| Written problem |
Count the lines in the records below that contain the string "flat", treating uppercase and lowercase as different, and reply with only the number.

| Records provided |
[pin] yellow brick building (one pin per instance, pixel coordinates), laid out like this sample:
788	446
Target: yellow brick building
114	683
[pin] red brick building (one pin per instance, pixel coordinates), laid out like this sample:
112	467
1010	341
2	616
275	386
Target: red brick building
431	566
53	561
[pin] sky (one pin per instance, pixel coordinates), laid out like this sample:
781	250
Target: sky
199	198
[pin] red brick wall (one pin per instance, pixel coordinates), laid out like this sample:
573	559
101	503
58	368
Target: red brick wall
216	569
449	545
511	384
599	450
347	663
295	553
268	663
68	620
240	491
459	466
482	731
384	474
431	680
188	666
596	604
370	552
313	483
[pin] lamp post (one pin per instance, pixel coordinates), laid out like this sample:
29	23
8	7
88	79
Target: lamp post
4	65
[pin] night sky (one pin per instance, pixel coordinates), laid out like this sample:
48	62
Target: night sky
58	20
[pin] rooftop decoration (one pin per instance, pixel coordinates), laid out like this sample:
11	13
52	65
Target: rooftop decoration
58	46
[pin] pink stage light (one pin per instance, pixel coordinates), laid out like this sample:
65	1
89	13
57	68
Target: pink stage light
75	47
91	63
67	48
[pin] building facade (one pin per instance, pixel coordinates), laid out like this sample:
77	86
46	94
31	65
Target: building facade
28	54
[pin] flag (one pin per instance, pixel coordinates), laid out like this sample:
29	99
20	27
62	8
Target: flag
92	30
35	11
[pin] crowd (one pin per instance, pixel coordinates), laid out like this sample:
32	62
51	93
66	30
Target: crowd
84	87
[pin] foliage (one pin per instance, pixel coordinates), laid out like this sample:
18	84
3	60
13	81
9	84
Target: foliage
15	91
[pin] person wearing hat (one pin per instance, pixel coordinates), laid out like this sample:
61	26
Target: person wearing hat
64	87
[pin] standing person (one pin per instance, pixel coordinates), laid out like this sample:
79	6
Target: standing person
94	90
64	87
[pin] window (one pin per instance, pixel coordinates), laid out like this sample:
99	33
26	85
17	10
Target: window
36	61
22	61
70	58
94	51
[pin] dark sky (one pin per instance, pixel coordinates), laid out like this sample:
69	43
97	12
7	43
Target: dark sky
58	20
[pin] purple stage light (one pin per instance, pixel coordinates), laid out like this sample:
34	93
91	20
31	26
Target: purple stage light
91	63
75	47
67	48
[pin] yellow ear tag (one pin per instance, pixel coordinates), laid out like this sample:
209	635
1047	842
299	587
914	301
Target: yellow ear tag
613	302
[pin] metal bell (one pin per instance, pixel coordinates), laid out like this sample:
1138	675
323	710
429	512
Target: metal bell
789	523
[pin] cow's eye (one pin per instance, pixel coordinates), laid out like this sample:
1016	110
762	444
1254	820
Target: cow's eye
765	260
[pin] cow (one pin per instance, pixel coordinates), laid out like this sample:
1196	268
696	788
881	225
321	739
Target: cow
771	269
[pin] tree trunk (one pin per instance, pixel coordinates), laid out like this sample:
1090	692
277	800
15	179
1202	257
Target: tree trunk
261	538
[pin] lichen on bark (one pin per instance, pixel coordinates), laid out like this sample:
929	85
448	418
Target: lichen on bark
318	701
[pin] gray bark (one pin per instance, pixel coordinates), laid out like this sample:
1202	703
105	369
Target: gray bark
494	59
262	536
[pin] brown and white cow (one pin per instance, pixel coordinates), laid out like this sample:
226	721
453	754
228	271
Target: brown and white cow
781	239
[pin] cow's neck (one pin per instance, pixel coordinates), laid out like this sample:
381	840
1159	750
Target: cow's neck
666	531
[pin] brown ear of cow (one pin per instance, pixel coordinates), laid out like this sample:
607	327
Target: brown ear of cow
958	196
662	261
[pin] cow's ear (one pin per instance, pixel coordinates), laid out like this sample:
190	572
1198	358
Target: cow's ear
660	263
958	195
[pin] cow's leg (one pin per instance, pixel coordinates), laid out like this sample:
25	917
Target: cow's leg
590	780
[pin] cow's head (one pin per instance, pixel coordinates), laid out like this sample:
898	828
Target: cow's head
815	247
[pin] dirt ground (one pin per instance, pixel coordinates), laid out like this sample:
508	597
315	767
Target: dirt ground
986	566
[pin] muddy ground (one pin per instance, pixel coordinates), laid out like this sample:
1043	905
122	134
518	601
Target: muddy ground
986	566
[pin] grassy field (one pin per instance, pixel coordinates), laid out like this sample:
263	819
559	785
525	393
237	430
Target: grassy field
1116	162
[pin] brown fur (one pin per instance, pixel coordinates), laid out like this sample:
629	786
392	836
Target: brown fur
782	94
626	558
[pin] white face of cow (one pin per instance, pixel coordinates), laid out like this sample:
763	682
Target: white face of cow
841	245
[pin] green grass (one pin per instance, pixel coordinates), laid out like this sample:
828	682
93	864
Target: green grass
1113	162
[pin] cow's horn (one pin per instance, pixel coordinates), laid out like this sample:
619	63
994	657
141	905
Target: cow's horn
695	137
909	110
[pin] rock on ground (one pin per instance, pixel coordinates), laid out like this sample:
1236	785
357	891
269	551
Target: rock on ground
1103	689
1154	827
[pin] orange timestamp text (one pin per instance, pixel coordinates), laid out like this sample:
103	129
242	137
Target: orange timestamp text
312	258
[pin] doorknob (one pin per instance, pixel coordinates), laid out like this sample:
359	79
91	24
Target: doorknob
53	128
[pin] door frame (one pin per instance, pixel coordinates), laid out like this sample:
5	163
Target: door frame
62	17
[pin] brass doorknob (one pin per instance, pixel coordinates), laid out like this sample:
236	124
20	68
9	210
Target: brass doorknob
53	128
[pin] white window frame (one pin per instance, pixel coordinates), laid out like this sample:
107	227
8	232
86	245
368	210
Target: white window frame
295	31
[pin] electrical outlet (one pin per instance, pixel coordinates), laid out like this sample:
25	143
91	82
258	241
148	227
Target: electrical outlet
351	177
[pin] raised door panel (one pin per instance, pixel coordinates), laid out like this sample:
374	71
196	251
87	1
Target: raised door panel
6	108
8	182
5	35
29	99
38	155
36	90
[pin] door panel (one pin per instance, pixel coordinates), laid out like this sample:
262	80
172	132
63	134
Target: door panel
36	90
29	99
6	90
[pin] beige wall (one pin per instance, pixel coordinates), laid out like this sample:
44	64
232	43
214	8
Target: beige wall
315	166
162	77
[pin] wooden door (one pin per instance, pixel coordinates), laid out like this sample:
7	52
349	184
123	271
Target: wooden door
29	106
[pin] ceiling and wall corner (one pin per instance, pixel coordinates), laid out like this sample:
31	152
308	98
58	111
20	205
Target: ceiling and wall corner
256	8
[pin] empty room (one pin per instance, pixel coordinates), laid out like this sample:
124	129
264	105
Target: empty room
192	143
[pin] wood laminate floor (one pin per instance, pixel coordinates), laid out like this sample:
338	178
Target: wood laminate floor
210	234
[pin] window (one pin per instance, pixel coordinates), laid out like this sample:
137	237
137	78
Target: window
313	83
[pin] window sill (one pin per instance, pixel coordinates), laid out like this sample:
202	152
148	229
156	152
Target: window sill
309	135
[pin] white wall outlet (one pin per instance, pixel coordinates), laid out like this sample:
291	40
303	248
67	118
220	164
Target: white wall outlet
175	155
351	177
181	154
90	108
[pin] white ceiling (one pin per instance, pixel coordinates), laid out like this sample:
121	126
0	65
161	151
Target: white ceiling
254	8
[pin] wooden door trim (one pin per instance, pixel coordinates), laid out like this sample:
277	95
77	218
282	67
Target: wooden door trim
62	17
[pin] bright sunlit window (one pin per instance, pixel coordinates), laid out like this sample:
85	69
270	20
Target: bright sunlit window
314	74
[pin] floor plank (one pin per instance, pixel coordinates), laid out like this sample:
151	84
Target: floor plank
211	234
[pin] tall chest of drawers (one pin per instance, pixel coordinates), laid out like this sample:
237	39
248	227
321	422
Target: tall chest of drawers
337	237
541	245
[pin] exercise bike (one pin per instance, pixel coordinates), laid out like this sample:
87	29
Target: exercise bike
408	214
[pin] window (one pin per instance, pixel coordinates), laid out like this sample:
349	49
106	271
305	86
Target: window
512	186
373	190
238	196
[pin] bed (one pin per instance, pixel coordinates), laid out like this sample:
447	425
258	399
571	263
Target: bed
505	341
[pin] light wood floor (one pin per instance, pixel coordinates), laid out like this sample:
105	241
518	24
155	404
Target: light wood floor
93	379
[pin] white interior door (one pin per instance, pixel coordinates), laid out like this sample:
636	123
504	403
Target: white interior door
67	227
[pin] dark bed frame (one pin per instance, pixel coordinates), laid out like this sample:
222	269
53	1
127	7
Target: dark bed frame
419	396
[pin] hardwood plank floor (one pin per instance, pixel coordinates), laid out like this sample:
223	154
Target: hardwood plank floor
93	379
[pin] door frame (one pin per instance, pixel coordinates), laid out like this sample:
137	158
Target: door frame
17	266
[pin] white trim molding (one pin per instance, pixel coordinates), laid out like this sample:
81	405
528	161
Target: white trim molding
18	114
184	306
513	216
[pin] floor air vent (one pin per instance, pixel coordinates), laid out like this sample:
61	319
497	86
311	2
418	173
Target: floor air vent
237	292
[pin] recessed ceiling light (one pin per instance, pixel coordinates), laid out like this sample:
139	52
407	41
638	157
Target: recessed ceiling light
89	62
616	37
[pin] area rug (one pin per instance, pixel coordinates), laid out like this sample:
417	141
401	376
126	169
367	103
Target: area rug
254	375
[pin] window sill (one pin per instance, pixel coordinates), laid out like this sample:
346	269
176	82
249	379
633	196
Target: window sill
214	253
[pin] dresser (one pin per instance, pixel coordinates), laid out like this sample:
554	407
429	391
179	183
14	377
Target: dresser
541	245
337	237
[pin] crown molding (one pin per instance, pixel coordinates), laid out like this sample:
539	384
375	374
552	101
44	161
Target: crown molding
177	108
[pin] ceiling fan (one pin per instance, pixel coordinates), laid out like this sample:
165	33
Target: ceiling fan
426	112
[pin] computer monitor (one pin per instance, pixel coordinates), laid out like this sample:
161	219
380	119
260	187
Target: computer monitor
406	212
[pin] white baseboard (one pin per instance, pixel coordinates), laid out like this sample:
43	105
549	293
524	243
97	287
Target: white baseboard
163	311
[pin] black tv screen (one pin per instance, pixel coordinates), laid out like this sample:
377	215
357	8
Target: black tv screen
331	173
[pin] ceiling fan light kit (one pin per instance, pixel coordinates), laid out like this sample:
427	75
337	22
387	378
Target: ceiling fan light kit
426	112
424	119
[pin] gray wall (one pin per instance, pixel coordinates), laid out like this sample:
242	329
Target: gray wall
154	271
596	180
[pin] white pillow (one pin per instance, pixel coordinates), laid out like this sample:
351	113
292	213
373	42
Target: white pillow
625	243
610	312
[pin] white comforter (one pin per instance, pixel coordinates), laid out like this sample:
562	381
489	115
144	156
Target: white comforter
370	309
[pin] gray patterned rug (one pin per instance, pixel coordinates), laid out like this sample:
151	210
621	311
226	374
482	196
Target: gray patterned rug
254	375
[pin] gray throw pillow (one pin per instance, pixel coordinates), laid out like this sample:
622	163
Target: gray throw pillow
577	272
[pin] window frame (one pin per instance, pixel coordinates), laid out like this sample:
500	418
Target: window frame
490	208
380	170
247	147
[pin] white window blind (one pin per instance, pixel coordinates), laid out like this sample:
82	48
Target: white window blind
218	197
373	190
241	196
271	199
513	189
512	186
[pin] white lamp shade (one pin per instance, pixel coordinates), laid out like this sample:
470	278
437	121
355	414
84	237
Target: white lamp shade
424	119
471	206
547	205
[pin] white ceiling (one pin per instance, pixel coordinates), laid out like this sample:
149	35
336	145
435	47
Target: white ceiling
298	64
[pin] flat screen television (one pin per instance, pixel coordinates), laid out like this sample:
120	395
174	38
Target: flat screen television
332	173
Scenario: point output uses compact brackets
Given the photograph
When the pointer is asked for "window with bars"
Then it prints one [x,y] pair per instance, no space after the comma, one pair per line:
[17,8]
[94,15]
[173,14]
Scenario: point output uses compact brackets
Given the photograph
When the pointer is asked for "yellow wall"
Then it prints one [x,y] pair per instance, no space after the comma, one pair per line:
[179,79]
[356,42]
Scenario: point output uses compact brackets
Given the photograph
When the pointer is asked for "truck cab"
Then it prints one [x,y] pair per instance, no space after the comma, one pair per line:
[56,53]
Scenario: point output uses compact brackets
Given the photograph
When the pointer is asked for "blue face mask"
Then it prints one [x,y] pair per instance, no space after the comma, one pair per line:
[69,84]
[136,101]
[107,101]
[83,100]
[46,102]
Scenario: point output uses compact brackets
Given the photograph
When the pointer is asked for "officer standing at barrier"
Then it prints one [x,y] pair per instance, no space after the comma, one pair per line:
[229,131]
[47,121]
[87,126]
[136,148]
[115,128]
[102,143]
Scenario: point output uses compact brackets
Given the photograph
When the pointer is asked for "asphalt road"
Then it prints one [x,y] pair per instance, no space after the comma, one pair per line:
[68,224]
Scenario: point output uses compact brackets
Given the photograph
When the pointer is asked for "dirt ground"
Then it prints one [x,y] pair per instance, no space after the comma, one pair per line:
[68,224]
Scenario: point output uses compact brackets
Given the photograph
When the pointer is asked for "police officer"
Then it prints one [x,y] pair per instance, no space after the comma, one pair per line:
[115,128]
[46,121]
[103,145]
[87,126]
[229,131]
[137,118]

| Written answer |
2